▶

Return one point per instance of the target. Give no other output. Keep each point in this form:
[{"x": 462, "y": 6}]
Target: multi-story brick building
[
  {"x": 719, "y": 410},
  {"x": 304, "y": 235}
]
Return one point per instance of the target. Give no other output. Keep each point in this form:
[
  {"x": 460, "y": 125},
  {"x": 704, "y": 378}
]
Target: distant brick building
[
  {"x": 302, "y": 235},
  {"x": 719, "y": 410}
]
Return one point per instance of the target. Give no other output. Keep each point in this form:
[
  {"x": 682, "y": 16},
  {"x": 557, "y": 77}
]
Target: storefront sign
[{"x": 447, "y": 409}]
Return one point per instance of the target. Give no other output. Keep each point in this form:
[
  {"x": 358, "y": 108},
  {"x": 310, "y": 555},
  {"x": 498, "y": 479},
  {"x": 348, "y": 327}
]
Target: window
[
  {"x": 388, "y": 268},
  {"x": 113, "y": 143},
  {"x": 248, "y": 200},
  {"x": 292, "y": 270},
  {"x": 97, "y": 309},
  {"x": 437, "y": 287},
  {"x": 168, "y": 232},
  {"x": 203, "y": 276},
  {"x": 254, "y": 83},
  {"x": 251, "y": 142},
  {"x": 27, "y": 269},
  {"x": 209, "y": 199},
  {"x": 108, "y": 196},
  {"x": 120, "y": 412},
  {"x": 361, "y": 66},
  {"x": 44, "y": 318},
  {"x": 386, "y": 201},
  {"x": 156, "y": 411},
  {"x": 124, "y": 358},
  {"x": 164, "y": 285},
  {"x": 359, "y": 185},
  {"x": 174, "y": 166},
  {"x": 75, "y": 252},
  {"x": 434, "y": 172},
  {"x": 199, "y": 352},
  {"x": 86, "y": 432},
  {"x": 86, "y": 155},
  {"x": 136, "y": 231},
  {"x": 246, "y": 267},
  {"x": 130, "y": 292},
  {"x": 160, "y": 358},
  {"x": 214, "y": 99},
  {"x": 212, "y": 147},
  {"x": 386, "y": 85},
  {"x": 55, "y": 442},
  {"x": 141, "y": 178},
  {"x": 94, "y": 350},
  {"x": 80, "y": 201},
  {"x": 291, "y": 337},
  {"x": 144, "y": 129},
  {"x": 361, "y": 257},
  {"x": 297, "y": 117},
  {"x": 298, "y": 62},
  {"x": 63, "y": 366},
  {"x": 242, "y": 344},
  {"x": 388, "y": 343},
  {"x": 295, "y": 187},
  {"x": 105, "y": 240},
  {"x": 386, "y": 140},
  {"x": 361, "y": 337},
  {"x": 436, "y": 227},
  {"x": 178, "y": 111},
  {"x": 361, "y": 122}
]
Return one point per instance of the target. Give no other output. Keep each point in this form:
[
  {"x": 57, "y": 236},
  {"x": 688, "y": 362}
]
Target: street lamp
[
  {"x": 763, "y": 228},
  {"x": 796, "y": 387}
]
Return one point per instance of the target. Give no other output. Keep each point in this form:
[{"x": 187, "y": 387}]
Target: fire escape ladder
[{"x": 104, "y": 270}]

◀

▸ Required action
Each line of the material above should be restated word for word.

▸ Final answer
Return one point per instance of the target. Give no other output. Keep each point in this form:
[{"x": 462, "y": 6}]
Target: multi-story brick building
[
  {"x": 719, "y": 410},
  {"x": 304, "y": 235}
]
Return one point per instance of the target. Give no other output. Keep each point in this form:
[
  {"x": 460, "y": 125},
  {"x": 704, "y": 378}
]
Target: distant brick building
[
  {"x": 302, "y": 235},
  {"x": 719, "y": 410}
]
Return one point per instance of the target. Give no other output. Keep each point in this form:
[
  {"x": 682, "y": 16},
  {"x": 557, "y": 77}
]
Target: storefront sign
[{"x": 447, "y": 409}]
Return one point per instance of the target. Give no other output. Keep each point in this form:
[
  {"x": 358, "y": 108},
  {"x": 310, "y": 555},
  {"x": 498, "y": 479},
  {"x": 348, "y": 327}
]
Target: window
[
  {"x": 388, "y": 268},
  {"x": 113, "y": 143},
  {"x": 248, "y": 200},
  {"x": 292, "y": 270},
  {"x": 97, "y": 309},
  {"x": 437, "y": 287},
  {"x": 168, "y": 232},
  {"x": 203, "y": 276},
  {"x": 254, "y": 83},
  {"x": 251, "y": 142},
  {"x": 27, "y": 269},
  {"x": 209, "y": 199},
  {"x": 108, "y": 196},
  {"x": 120, "y": 412},
  {"x": 361, "y": 66},
  {"x": 44, "y": 318},
  {"x": 386, "y": 201},
  {"x": 156, "y": 411},
  {"x": 124, "y": 358},
  {"x": 164, "y": 285},
  {"x": 359, "y": 185},
  {"x": 174, "y": 166},
  {"x": 75, "y": 252},
  {"x": 434, "y": 172},
  {"x": 199, "y": 352},
  {"x": 86, "y": 432},
  {"x": 86, "y": 155},
  {"x": 136, "y": 231},
  {"x": 246, "y": 267},
  {"x": 130, "y": 292},
  {"x": 160, "y": 358},
  {"x": 214, "y": 99},
  {"x": 212, "y": 147},
  {"x": 386, "y": 85},
  {"x": 55, "y": 442},
  {"x": 141, "y": 178},
  {"x": 94, "y": 350},
  {"x": 80, "y": 201},
  {"x": 291, "y": 337},
  {"x": 144, "y": 129},
  {"x": 361, "y": 257},
  {"x": 297, "y": 117},
  {"x": 298, "y": 62},
  {"x": 63, "y": 366},
  {"x": 242, "y": 344},
  {"x": 388, "y": 343},
  {"x": 295, "y": 187},
  {"x": 105, "y": 240},
  {"x": 386, "y": 140},
  {"x": 361, "y": 337},
  {"x": 436, "y": 227},
  {"x": 178, "y": 111},
  {"x": 361, "y": 122}
]
Return one point per instance of the target. Give no other output. Keep each point in this form:
[
  {"x": 57, "y": 236},
  {"x": 688, "y": 362}
]
Target: street lamp
[
  {"x": 763, "y": 228},
  {"x": 796, "y": 387}
]
Return one point per instance of the target. Give no other output. Keep each point in this form:
[{"x": 187, "y": 387}]
Target: fire escape ladder
[{"x": 104, "y": 270}]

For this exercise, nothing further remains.